• **DATA LISTING**
[START]

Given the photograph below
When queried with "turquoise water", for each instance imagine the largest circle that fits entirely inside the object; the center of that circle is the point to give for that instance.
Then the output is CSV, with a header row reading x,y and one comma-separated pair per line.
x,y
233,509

[END]

• **WHAT YOU WILL DO**
Reproduce each of the rows above verbatim, line by line, without any alteration.

• **OUTPUT BELOW**
Given the photograph below
When queried with "turquoise water", for each instance imagine the largest circle that fits entirely inside the object; the center of that circle is the point to give for that instance.
Then the output is CSV, with a header row reading x,y and one comma-separated pair per line.
x,y
233,509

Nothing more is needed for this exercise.